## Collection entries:
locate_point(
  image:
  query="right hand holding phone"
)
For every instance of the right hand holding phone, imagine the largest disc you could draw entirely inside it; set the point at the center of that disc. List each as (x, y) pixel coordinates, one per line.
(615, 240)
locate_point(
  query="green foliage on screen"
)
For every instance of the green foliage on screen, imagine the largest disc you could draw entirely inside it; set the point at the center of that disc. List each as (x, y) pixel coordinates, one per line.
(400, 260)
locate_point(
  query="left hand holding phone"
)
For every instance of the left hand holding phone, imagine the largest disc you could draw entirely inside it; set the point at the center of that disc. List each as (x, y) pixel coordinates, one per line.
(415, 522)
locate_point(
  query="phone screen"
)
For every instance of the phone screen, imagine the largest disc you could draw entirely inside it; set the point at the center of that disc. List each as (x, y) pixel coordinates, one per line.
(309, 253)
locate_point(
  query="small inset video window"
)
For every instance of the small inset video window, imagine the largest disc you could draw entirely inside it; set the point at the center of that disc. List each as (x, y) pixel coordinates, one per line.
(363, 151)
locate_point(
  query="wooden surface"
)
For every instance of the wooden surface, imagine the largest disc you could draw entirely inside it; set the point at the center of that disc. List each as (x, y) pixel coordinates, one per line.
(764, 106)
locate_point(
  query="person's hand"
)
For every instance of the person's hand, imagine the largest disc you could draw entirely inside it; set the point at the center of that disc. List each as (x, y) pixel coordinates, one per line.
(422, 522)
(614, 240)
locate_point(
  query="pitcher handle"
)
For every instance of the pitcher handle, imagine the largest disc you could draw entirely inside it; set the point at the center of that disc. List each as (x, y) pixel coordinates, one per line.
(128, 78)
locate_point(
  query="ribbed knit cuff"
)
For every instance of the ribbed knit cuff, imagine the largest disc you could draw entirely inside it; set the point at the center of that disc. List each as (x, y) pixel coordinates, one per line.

## Work order:
Output all preceding records character for character.

## Task solution:
locate_point(
  image:
  query="right hand holding phone"
)
For every instance of the right hand holding phone, imagine the largest disc you could draw entirely inside it; set the point at the center of that disc. List each as (x, y) pixel coordinates, one per line.
(615, 240)
locate_point(
  query="green foliage on screen"
)
For every instance of the green foliage on screen, imagine the largest disc you could draw entirely inside it; set the point at the center of that disc. List each as (x, y) pixel coordinates, one per line.
(400, 260)
locate_point(
  query="left hand holding phone"
)
For every instance of the left hand holding phone, imagine the largest disc you could draw entirely inside it; set the point at the center of that disc. List each as (x, y) pixel coordinates, one per line.
(415, 522)
locate_point(
  query="phone screen"
)
For every instance of the phone screen, imagine the largest disc you could draw entirely inside it; set the point at the center of that disc. List each as (x, y) pixel coordinates, one per line.
(309, 253)
locate_point(
  query="small inset video window"
)
For every instance of the small inset video window, imagine the largest disc you could draw entirely inside it; set the point at the center of that disc. List each as (x, y) pixel coordinates, one per line.
(363, 151)
locate_point(
  query="wooden surface"
)
For every instance of the wooden surface, imagine the largest disc you could draw entirely inside it; set the point at the center of that disc. List each as (x, y) pixel coordinates, one per line.
(764, 106)
locate_point(
  query="person's hand"
)
For every instance of the person's hand, imagine the largest disc you could draw entirely inside it; set the point at the center of that disc. List each as (x, y) pixel coordinates, one per line.
(422, 522)
(614, 240)
locate_point(
  query="pitcher handle"
)
For every instance of the pitcher handle, imagine the largest disc you could draw entirely inside it; set the point at the center of that disc. List each as (x, y) pixel coordinates, one per line.
(128, 78)
locate_point(
  query="ribbed knit cuff"
)
For every instance of the ribbed knit cuff, imagine the largest disc you could draw entirely inside it; set the point at the center of that disc. List each as (x, y) pixel coordinates, one per line.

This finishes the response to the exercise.